▶ [Task directions]: Transcribe the material below exactly as it appears.

▶ [Provided records]:
»»
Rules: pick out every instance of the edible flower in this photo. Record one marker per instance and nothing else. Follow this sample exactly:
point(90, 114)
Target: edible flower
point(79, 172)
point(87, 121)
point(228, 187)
««
▶ [Solution to this task]:
Rules: pick out every instance of the edible flower in this photo. Record one marker per instance and nothing else. Follow this sample exactly:
point(90, 114)
Target: edible flower
point(79, 172)
point(87, 121)
point(228, 187)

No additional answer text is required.